A fairy tale built on stolen ground, paid for with stolen lives.

” Heydrich unleashed a wave of terror across the protectorate.

In just 2 months, courts sentenced 342 people to death and handed 1,289 more to the Gestapo.

When he established the Theresienstadt Ghetto, a transit camp that would funnel tens of thousands of Jews toward the death camps in the east.

And then on May 27th, 1942, two Czechoslovak paratroopers, Jozef Gabčík and Jan Kubiš, ambushed Heydrich’s unprotected car on a Prague street.

Gabčík’s Sten gun jammed, but Kubiš hurled a modified grenade under the vehicle.

Shrapnel ripped into Heydrich’s lower body.

He was rushed to the hospital, pale and screaming.

For a week, he seemed to be recovering, but infection from the dirty shrapnel spread silently through his blood.

On June 4th, 1942, Reinhard Heydrich was dead.

He was 38 years old.

Lina was pregnant and did not attend the funeral.

Their fourth child, Marte, was born on July 23rd, 1942, 7 weeks after her father’s death.

Most people think the story ends here.

The monster dies.

Was justice served? But the real horror was just getting started.

Hitler personally gifted Lina the castle and she turned it into a kingdom of cruelty.

She ripped out the beautiful English park and its rare trees, sold the wood, planted potatoes and vegetables and sold them to German soldiers.

To run this business, she built a miniature concentration camp right on the grounds.

Around 150 Jewish prisoners from Theresienstadt were forced to live in old horse stables and work under miserable conditions with almost no food.

Lina watched them through binoculars.

She sent SS guards to whip anyone who slowed down.

She walked up to prisoners and spat in their faces.

She beat them with her own hands.

When the Theresienstadt prisoners were removed in February 1944, uh she squeezed Himmler himself until he sent 15 Jehovah’s Witness prisoners from Flossenbürg.

When the camp demanded payment for their labor, Lina flat out refused.

The fight dragged on so long that Himmler had to pay from his own personal pocket.

Then came a moment that stripped away every mask she ever wore.

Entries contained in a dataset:

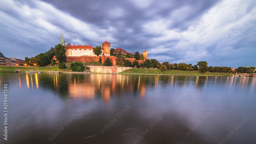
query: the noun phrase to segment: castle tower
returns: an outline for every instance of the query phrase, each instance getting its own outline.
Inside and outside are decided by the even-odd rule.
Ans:
[[[103,53],[105,56],[110,56],[110,43],[106,40],[102,44],[102,48],[103,49]]]
[[[64,37],[63,37],[63,35],[62,35],[62,34],[61,34],[61,39],[60,40],[60,44],[61,44],[61,45],[65,46],[65,40],[64,40]]]
[[[147,52],[145,51],[142,52],[142,54],[144,56],[144,60],[147,59]]]

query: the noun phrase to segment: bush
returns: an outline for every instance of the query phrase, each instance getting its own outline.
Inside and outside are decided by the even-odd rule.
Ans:
[[[166,71],[166,70],[167,69],[167,68],[166,67],[166,65],[163,64],[161,66],[160,69],[162,71],[165,72]]]
[[[111,62],[111,61],[109,58],[106,58],[105,62],[103,63],[103,65],[105,66],[111,66],[112,65],[112,63]]]
[[[56,61],[55,60],[52,59],[51,60],[51,64],[52,65],[55,65],[56,64]]]
[[[82,72],[85,70],[84,66],[83,64],[78,62],[72,63],[70,65],[70,67],[71,70],[74,72]]]
[[[58,67],[59,69],[66,69],[67,67],[66,67],[66,65],[65,64],[62,63],[60,63],[58,64]]]

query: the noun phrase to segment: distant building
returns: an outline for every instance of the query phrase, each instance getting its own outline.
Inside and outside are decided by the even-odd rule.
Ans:
[[[120,48],[118,48],[112,51],[113,55],[116,57],[118,57],[119,55],[120,56],[121,58],[125,58],[126,55],[128,54],[131,57],[131,58],[134,58],[135,56],[134,54],[126,51],[125,50]]]
[[[147,59],[147,52],[145,51],[142,52],[142,54],[144,56],[144,60],[145,60]]]
[[[5,59],[5,63],[6,65],[12,65],[12,61],[11,59],[7,58]]]
[[[0,53],[0,65],[6,65],[5,57],[2,53]]]

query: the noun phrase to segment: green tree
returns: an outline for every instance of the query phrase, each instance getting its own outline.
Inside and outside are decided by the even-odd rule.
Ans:
[[[65,63],[59,63],[59,64],[58,64],[58,67],[59,69],[66,69],[67,67],[66,67],[66,65]]]
[[[125,67],[131,67],[132,66],[132,62],[128,60],[125,60],[124,62]]]
[[[77,62],[71,63],[70,68],[72,71],[74,72],[82,72],[85,69],[82,63]]]
[[[140,56],[140,58],[139,59],[139,60],[140,61],[144,61],[144,59],[145,58],[144,57],[144,55],[143,55],[142,53],[141,54]]]
[[[54,59],[51,60],[51,64],[52,65],[55,65],[56,64],[56,61]]]
[[[213,67],[210,66],[210,67],[208,67],[208,71],[210,72],[214,72],[214,68]]]
[[[100,54],[101,54],[102,53],[102,51],[101,51],[101,46],[96,46],[96,48],[92,48],[92,51],[93,52],[94,54],[99,57]]]
[[[198,68],[199,71],[203,73],[207,71],[207,68],[208,68],[207,64],[208,63],[205,61],[198,62],[197,65],[199,67]]]
[[[134,54],[135,55],[134,58],[135,58],[135,60],[140,60],[140,53],[136,51],[135,52]]]
[[[170,66],[170,64],[169,64],[169,62],[167,61],[165,61],[162,64],[162,65],[165,65],[166,66],[166,68],[167,70],[169,70],[170,69],[171,67]],[[162,67],[162,66],[161,66]]]
[[[115,49],[113,49],[113,48],[111,48],[110,49],[110,56],[112,56],[113,55],[113,50],[114,50]]]
[[[134,66],[136,65],[137,68],[138,68],[140,66],[140,64],[139,64],[139,62],[136,60],[135,60],[133,61],[132,62],[132,66],[133,67],[134,67]]]
[[[67,61],[67,56],[66,54],[66,51],[65,49],[65,46],[59,43],[56,45],[54,48],[56,50],[55,54],[57,61],[58,61],[59,63]]]
[[[166,65],[164,64],[162,64],[160,68],[160,69],[163,72],[165,72],[167,70],[167,67]]]
[[[102,60],[101,59],[101,58],[100,57],[100,60],[99,60],[98,62],[101,62],[101,61]]]
[[[112,63],[109,58],[107,57],[106,58],[105,62],[103,63],[103,65],[105,66],[111,66],[112,65]]]
[[[188,65],[185,63],[179,64],[179,70],[183,71],[186,71],[188,69]]]

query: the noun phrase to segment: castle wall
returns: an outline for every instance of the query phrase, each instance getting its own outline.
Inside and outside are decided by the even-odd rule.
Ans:
[[[68,49],[67,50],[66,55],[68,57],[81,57],[83,56],[92,57],[97,57],[92,50],[92,49]],[[101,50],[103,53],[103,50]],[[100,56],[101,56],[100,55]]]

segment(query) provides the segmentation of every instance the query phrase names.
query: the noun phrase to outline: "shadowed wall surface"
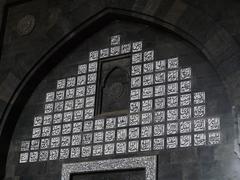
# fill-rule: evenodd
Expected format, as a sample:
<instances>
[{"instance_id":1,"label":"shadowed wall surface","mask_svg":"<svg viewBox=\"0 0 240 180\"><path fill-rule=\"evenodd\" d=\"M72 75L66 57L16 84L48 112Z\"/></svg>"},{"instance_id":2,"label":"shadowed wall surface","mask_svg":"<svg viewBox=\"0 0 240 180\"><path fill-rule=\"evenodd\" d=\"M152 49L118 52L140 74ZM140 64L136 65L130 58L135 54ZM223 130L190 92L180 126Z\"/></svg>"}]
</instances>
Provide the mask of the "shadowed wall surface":
<instances>
[{"instance_id":1,"label":"shadowed wall surface","mask_svg":"<svg viewBox=\"0 0 240 180\"><path fill-rule=\"evenodd\" d=\"M192 68L192 91L206 92L207 116L221 117L221 144L119 157L157 155L158 179L239 179L239 8L237 1L6 2L1 11L2 176L60 179L62 163L79 161L19 164L20 143L32 136L33 117L44 111L46 92L56 89L56 81L77 74L89 51L109 46L109 38L120 34L123 43L143 41L156 59L179 57L181 67ZM26 15L31 15L27 25Z\"/></svg>"}]
</instances>

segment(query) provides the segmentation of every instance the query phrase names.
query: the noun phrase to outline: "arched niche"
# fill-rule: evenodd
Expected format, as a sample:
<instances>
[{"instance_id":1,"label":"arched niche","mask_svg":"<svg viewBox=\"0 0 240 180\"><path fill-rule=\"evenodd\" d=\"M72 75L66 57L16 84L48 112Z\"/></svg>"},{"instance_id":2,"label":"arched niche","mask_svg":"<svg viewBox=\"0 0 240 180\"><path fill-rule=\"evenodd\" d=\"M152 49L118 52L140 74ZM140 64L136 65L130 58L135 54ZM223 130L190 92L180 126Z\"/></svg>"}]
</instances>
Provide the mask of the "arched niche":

# What to work on
1 - According to the Heydrich passage, on what date was Marte born?
2 - Carry the Heydrich passage forward from its final sentence.
The entries play no part in this work and may be disregarded.

# Answers for the exercise
1 - July 23rd, 1942.

2 -
October 24th, 1943.

Her 10-year-old son, Klaus, was cycling with his brother, Heider, near the castle gates.

The gate stood open.

Klaus rode into the road.

A truck hit him.

A Jewish doctor from the work group rushed to help with first aid, but Klaus died that afternoon.

Lina had Jewish prisoners dig his grave.

Then the night before the funeral, she changed her mind.

The grave of her Aryan child must not be dug by Jewish hands.

German soldiers dug a fresh grave by morning.

And then Lina demanded the truck driver and all passengers be executed.

An investigation cleared the driver.

She was overruled.

A witness recalled Lina standing before the castle entrance and saying simply, “That’s all mine.

” She was wrong.

In April 1945, the Red Army came crashing toward Prague.

Lina slaughtered her animals, packed preserved meat, shook hands with the staff, promised them pensions, and fled with her children to Bavaria and then back to Fehmarn.

In 1948, a Czech court sentenced her to life imprisonment in absentia.

For 2 years, she hid, but the British refused to extradite her.

During denazification, she was cleared.

No trial, no punishment.

Then she sued the West German government for a widow’s pension.

She argued her husband died in combat.

The government pointed to the Holocaust.

Lina fought.

She appealed.

She won.

More German courts ruled the assassination was a combat action and awarded her a monthly pension equal to that of a retired minister president.

She collected it every month until her death.

On Fehmarn, she opened a restaurant where former Nazis gathered to toast the old days.

It burned down in 1969.

Her second husband, Mauno Manninen, a Finnish director she married mostly to change her infamous name, died that same year.

In 1976, she published her memoir, Life with a War Criminal.

The title was sarcastic.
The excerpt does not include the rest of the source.